TASK GOAL: Whenever a line below holds the word "leafy", copy that line.

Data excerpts
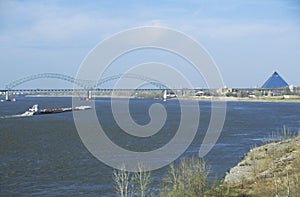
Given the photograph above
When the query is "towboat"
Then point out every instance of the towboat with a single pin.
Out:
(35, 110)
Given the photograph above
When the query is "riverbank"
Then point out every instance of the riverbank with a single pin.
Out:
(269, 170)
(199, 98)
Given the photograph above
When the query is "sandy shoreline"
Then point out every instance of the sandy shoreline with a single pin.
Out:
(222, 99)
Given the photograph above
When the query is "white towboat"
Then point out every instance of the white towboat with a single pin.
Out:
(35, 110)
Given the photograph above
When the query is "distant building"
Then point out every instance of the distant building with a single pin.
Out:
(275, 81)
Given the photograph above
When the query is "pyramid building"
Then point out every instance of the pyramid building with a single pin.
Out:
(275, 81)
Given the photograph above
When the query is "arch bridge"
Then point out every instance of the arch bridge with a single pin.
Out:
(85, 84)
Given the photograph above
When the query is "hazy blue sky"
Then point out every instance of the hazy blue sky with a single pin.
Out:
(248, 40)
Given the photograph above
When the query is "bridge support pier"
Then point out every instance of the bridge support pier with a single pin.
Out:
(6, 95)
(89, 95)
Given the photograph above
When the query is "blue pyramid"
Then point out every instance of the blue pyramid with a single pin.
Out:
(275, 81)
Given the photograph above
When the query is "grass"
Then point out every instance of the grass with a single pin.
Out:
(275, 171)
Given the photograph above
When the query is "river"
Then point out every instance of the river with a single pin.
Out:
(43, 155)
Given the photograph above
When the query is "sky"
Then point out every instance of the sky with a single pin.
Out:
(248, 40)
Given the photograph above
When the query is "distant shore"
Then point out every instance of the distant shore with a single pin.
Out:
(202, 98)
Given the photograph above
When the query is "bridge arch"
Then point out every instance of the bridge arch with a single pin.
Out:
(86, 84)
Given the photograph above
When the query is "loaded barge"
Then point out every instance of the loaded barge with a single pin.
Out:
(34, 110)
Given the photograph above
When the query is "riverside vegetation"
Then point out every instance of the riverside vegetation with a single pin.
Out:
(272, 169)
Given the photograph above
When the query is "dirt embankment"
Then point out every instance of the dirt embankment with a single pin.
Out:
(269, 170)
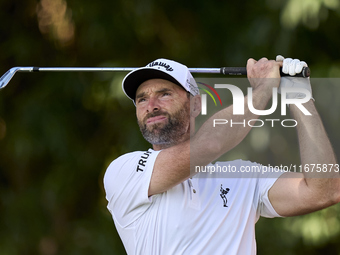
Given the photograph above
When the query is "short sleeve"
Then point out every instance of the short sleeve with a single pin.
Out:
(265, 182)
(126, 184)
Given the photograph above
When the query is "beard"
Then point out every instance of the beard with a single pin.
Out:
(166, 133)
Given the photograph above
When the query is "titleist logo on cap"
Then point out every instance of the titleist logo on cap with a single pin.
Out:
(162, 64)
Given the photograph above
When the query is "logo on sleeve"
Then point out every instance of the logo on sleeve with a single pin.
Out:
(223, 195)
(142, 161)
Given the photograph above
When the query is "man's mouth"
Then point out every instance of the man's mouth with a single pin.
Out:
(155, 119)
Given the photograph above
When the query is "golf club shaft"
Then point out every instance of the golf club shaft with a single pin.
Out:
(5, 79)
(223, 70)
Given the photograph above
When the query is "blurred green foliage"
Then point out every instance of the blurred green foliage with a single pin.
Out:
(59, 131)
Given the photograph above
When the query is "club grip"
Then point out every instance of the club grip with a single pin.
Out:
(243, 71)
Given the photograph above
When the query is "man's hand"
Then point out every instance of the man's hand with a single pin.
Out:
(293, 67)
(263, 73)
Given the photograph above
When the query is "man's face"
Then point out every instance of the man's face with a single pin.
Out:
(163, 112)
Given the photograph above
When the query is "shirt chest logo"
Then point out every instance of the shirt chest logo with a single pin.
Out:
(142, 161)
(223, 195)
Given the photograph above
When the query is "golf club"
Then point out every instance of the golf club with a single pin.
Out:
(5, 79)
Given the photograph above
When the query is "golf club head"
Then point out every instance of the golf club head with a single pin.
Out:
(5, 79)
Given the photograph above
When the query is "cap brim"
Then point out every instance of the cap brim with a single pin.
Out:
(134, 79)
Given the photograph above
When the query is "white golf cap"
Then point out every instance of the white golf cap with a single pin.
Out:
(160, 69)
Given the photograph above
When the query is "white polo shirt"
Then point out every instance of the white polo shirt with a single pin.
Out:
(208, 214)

==

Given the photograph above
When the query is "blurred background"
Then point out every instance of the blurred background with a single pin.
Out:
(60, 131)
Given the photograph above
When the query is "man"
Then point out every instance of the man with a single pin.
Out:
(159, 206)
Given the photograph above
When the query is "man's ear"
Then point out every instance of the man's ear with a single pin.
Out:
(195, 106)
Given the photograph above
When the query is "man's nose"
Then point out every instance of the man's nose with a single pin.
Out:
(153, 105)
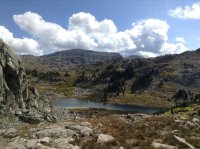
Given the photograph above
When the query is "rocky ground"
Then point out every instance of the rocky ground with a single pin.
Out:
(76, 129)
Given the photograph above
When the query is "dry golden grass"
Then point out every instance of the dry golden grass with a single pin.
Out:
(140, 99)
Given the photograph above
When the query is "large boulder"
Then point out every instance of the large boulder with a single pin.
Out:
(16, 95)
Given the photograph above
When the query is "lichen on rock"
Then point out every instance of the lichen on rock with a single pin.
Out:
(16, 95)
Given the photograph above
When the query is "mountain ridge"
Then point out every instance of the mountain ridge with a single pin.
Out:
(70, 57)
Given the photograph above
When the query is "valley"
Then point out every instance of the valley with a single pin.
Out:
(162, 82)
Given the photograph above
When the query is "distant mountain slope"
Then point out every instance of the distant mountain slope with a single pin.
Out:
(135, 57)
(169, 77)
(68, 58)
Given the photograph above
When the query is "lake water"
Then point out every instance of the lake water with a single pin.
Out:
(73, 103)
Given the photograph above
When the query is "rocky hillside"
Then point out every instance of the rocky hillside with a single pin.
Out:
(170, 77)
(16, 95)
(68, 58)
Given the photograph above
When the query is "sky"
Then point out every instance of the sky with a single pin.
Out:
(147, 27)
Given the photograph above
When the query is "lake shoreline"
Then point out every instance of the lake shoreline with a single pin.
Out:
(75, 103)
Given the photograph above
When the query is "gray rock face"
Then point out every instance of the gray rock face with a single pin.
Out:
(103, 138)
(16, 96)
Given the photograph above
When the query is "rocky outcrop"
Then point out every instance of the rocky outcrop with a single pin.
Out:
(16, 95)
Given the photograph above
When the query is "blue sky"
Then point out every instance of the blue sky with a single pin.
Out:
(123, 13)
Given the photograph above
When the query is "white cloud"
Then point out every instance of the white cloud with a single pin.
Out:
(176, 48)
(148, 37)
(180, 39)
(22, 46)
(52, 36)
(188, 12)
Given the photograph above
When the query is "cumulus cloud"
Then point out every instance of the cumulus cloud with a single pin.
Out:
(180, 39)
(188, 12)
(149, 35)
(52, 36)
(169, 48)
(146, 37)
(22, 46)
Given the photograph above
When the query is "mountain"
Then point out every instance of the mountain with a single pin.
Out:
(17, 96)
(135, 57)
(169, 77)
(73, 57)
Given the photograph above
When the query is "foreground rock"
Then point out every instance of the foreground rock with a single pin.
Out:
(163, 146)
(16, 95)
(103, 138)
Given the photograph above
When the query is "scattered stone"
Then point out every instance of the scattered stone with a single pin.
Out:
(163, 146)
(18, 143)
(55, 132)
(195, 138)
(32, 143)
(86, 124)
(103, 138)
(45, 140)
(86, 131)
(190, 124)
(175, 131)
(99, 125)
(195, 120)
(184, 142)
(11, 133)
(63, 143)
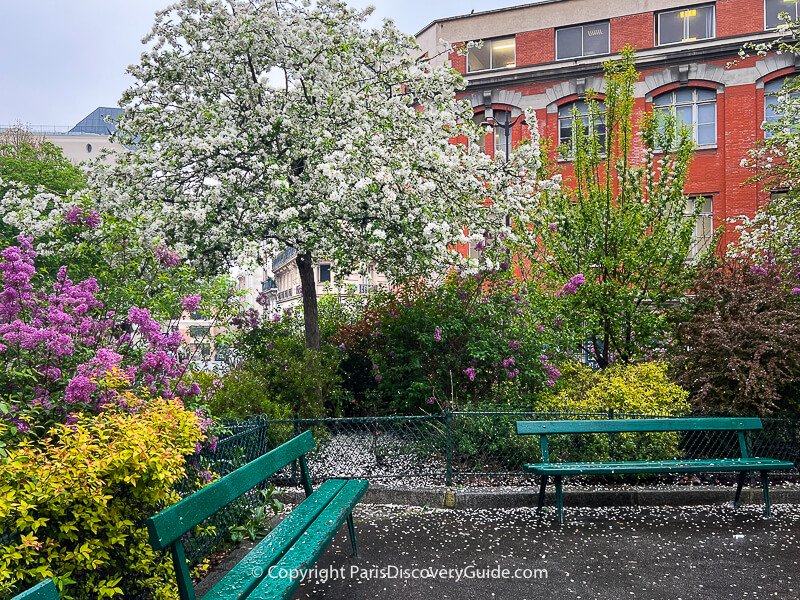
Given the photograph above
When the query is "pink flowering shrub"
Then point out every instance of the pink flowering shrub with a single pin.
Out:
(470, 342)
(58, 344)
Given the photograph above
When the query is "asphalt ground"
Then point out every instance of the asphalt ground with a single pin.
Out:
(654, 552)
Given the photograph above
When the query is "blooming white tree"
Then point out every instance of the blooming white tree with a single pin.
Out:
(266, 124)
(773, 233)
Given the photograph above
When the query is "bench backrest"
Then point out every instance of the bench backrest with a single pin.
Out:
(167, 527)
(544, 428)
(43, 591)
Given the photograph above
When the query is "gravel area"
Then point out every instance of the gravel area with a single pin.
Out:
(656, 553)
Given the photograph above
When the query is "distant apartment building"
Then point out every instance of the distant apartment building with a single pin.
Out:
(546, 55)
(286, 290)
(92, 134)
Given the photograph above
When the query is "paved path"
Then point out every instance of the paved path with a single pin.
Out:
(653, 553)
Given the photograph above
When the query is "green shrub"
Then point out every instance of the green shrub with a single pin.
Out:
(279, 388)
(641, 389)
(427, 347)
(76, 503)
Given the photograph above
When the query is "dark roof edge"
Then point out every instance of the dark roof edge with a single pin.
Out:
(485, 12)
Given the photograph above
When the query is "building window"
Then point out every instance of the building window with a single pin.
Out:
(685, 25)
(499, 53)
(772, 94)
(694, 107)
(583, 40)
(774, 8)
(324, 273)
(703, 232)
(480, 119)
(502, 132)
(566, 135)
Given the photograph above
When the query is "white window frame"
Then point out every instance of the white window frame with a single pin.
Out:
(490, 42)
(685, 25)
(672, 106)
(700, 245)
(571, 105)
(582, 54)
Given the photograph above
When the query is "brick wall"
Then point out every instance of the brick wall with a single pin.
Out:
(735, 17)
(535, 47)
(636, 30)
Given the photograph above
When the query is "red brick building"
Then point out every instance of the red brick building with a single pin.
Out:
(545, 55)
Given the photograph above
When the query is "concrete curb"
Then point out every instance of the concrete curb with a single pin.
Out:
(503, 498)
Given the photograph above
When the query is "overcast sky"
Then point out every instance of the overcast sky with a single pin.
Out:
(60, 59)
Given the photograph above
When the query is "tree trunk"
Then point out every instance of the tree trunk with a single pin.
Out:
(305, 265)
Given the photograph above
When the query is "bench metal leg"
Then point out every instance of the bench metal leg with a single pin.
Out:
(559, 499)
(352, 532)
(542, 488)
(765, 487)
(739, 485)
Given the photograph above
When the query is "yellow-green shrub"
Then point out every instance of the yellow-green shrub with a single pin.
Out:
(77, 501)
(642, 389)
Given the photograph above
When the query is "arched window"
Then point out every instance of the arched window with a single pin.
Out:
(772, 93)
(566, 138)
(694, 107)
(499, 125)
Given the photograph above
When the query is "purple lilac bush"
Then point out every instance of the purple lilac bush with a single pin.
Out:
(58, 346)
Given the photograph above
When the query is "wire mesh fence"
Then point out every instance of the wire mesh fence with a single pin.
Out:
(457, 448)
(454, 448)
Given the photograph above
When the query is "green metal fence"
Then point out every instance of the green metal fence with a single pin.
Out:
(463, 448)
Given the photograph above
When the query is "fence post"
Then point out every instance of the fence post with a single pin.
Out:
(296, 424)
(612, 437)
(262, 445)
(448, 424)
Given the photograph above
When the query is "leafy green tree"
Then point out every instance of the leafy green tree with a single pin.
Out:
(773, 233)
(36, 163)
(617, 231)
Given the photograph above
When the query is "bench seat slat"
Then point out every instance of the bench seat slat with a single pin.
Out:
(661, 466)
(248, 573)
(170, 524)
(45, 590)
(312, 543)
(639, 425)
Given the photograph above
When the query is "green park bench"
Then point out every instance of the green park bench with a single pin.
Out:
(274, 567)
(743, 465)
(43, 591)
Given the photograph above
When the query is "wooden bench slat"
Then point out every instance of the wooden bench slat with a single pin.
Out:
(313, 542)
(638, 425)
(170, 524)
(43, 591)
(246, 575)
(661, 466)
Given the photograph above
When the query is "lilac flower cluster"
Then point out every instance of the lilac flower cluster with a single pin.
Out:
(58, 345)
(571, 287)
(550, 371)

==

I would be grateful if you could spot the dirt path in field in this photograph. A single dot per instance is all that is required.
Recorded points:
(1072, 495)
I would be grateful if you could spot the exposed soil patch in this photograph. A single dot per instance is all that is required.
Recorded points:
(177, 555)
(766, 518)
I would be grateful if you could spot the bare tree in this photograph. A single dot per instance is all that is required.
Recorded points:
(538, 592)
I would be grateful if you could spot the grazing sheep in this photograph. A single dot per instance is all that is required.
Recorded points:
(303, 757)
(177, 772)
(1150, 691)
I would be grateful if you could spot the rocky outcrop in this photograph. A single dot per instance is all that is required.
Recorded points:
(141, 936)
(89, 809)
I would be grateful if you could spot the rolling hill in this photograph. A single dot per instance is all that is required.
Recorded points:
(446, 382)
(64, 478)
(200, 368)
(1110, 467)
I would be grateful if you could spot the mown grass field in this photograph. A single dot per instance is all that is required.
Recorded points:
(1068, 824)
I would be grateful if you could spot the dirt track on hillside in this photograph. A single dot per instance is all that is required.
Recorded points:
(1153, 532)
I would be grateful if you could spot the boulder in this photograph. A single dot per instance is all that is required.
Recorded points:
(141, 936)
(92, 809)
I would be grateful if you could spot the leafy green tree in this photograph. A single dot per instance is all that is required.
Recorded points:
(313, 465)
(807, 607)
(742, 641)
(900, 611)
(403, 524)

RESPONSE TO THIS EXERCISE:
When the query is "leafy green tree"
Then point out every instance of the leafy green tree with a single pin.
I would be grateful if you could spot the leafy green tree in this photograph. A single dot per instance is all that is required.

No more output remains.